Task details: Rewrite every line of the items below as one numbered list, and leave out any blank lines.

Data for the task:
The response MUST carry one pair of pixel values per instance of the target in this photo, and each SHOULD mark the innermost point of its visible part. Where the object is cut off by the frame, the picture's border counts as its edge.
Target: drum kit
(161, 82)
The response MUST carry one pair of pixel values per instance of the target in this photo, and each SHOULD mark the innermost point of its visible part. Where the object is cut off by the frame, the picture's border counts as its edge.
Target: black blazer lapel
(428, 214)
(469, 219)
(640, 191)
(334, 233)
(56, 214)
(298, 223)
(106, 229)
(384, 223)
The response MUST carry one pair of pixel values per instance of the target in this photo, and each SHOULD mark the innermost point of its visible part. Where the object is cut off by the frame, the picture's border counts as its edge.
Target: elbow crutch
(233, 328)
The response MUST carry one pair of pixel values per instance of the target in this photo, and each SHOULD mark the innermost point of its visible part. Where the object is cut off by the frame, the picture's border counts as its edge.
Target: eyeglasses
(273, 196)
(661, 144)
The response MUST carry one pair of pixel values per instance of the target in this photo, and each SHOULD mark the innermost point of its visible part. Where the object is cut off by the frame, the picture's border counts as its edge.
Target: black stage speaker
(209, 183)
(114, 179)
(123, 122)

Solution to this problem:
1. The response MUST carry one pair of pixel values per instance of the target in this photo, and each SHOULD mark the innermost point of its visible part. Where the object is cut off by the frame, the picture's border counts as its edge.
2. Target: drum kit
3. (161, 82)
4. The response MUST carry one pair of pixel values per instance of the target in this photo, and each SHOULD mark the innermost point of its visible part. Where the object is cut off by the frame, the picture's border counts as its edge.
5. Target: black blazer lapel
6. (428, 214)
7. (469, 219)
8. (640, 191)
9. (334, 233)
10. (56, 214)
11. (298, 223)
12. (106, 229)
13. (384, 223)
14. The response MUST carry one pair of pixel values per instance of the target in this photo, and each SHOULD mark the innermost point of its visible part. Where the object is cut off by the frame, the picture's border counts as its edge.
15. Target: elbow crutch
16. (233, 328)
17. The response MUST carry one pair of pixel values per instance of the target in this photo, and each SHOULD mark the innermost point of its visible part. Where the object is cut off by the frame, the picture's border counts as its edge.
18. Target: eyeglasses
19. (273, 196)
20. (661, 144)
21. The response MUST carry one pair of pixel values per instance of the target in this photo, and each SHOULD mark the innermost point of its visible part. Where the object is cut off by the frame, the picture's border counts as its edge.
22. Target: black stage speaker
23. (209, 183)
24. (114, 179)
25. (123, 122)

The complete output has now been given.